INSTRUCTIONS FOR THE TASK = Could you please reproduce every record below exactly, leaving out the pictures?

Data records
==================================================
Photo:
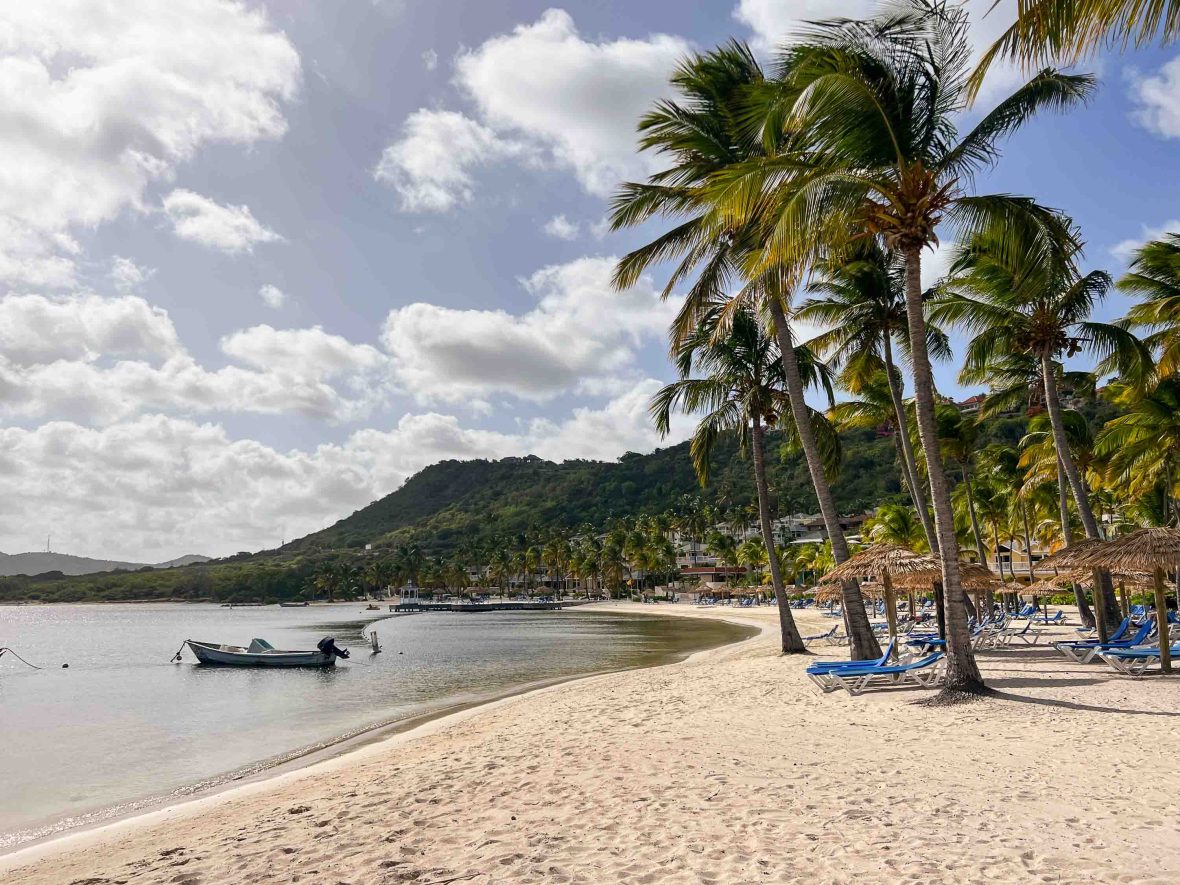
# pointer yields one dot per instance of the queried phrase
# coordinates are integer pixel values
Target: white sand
(726, 768)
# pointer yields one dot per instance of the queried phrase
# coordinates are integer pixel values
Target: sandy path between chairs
(728, 767)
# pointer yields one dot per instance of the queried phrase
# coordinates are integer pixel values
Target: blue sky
(262, 261)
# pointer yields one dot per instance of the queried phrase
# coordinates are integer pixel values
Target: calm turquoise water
(123, 727)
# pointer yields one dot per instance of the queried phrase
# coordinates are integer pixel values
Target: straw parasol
(926, 570)
(880, 562)
(1074, 557)
(1154, 550)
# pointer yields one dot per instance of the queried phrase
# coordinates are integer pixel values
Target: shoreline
(373, 738)
(726, 767)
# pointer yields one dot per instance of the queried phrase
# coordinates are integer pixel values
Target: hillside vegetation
(452, 504)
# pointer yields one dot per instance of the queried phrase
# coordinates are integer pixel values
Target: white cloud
(99, 100)
(104, 360)
(1158, 99)
(1125, 249)
(578, 333)
(33, 257)
(577, 98)
(562, 228)
(37, 329)
(126, 276)
(156, 486)
(300, 352)
(227, 228)
(273, 295)
(430, 165)
(542, 93)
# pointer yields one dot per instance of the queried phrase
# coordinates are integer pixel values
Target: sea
(122, 728)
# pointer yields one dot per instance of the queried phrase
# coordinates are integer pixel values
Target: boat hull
(214, 655)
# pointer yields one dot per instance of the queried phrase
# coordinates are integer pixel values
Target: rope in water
(19, 659)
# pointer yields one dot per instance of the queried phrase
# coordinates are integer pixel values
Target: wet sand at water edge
(728, 767)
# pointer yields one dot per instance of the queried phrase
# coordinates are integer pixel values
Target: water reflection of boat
(261, 653)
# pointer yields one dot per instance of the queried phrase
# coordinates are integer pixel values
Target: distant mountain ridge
(65, 563)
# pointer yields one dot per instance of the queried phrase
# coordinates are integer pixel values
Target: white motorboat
(261, 653)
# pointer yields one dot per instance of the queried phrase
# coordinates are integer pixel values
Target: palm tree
(957, 436)
(1154, 274)
(326, 581)
(702, 133)
(740, 393)
(869, 112)
(1144, 445)
(502, 566)
(722, 548)
(898, 525)
(1033, 301)
(863, 302)
(1068, 31)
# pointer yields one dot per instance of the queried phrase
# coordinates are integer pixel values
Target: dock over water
(410, 605)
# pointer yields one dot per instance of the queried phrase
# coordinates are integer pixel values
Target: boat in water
(261, 653)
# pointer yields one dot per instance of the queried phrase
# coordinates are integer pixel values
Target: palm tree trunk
(1083, 608)
(792, 642)
(962, 672)
(917, 493)
(863, 642)
(975, 522)
(1103, 589)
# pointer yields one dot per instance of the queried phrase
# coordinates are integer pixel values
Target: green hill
(453, 503)
(456, 504)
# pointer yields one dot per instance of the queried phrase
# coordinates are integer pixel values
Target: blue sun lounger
(820, 672)
(1059, 618)
(1135, 661)
(1085, 650)
(1024, 634)
(923, 673)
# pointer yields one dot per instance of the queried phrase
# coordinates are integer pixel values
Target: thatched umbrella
(1074, 557)
(880, 562)
(925, 572)
(1154, 550)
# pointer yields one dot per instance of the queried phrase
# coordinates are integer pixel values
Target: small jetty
(410, 605)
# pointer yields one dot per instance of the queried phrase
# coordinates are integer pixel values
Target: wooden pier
(408, 605)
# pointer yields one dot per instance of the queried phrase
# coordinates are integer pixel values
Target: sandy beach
(728, 767)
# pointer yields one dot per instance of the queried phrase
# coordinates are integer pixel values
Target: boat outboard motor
(328, 647)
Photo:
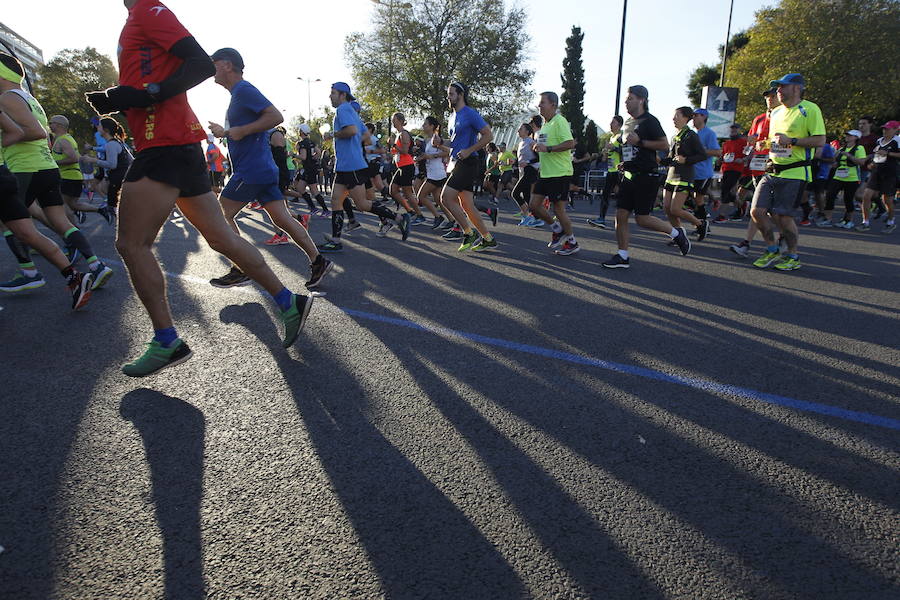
==================================================
ANSWER FOR THIS EXERCISE =
Photo:
# pointer yields one dot per instance of the queried phrase
# coordinates are integer pixel values
Target: white sand
(726, 768)
# pointer yields one dot per instance of the queried phrase
# coordinates are integer pixel values
Target: sandy path between chairs
(728, 767)
# pointer yields one dot per instance of the queried phrase
# coordinates are integer pixel values
Target: blue sky
(262, 261)
# pointer yields one dot per instance of the queried phrase
# coordinates are integer pixel values
Target: calm turquoise water
(123, 727)
# pointer yields one dot per instance of the queried phrase
# coordinates are integer pixel values
Target: straw parasol
(926, 570)
(880, 562)
(1074, 557)
(1154, 550)
# pointer yields one dot per instance of the queried phrase
# coordinates are integer pixel values
Target: shoreline
(373, 738)
(726, 767)
# pointer yields one dot per instance of the queried phrase
# coordinates are integer pixel values
Target: hillside vegetation
(452, 504)
# pointer yields one dot per instance of the queried phrase
# coordinates are integer pixel values
Target: white cloud
(99, 100)
(104, 360)
(1158, 99)
(1125, 249)
(578, 333)
(33, 257)
(577, 98)
(562, 228)
(37, 329)
(126, 276)
(156, 486)
(300, 352)
(227, 228)
(273, 295)
(430, 165)
(542, 93)
# pointer yields one dot per instance of the queried phrase
# coordinates are integer pixel values
Target: sea
(122, 728)
# pointer yields one dot per instance of the queried phrase
# coordinates are integer pixel values
Target: boat hull
(214, 655)
# pointer yields one dot per instance of the queried phrase
# coordinates are integer pixel values
Target: rope in water
(19, 659)
# pointer yields one dot per instance of the queried phrase
# coordinates are integer pixel values
Target: wet sand at water edge
(728, 767)
# pointer yields one dot per instance of the queried phrase
# coordinates are integer pixel values
Target: water reflection of boat
(261, 653)
# pointer yields one dot per instance of the queried phrase
# coordinates are integer pixel values
Target: distant mountain ridge
(65, 563)
# pointer yields one dot per instance of the queried phrase
# coordinates are integer pixel values
Target: white motorboat
(261, 653)
# pointer yields one dot per instance of the queried phrase
# coordinates are integer pixel values
Target: palm tree
(957, 436)
(1154, 274)
(326, 581)
(702, 133)
(740, 393)
(869, 112)
(1144, 445)
(502, 566)
(722, 548)
(898, 525)
(1033, 301)
(863, 302)
(1068, 31)
# pointer yields one dot per instance of the queried phrase
# coordinates are integer pixel values
Target: dock over water
(410, 605)
# pointer yields one dot per instance of the queried phrase
# coordinates are integer pixel values
Target: boat in water
(261, 653)
# pointer yields one dot per instance of the queried phrase
# coordinates are integer pixel values
Target: palm tree trunk
(1083, 608)
(792, 642)
(962, 672)
(917, 493)
(863, 642)
(975, 522)
(1103, 589)
# pointer yields one dot per instance of the queried phrase
# coordinates are integer pixel values
Target: green hill
(453, 503)
(456, 504)
# pointer yields one dot per instance of the queried phrase
# coordinates are integer pixel values
Target: blue sun lounger
(820, 672)
(1059, 618)
(1135, 661)
(1085, 650)
(1024, 634)
(923, 673)
# pointer yields one dot per instance of the queried phrase
# coordinates are integer pixel values
Target: thatched umbrella
(1074, 557)
(880, 562)
(925, 572)
(1154, 550)
# pointer yields one dot per instance of the queried phrase
# coordinates are integer pixel values
Target: small jetty
(410, 605)
# pointer yields one dot per instance of the queried phrase
# coordinates are integer pixel values
Target: wooden pier
(408, 605)
# pointer yields one dot per instance of the queried phrase
# coordinates are integer pixel values
Target: sandy beach
(728, 767)
# pointer yields one dot per instance of the queried phrase
# coordinates are integer pixel values
Target: boat outboard motor
(328, 647)
Photo:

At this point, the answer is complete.